* Goal *
Reproduce the material below line for line, without changing a single character.

::::::

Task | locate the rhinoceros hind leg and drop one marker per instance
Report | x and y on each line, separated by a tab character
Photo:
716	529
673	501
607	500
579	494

::::::

* Task solution *
Task | locate the rhinoceros hind leg and drop one marker per instance
Report | x and y on each line, separated by a tab character
Photo:
716	529
673	501
607	500
579	494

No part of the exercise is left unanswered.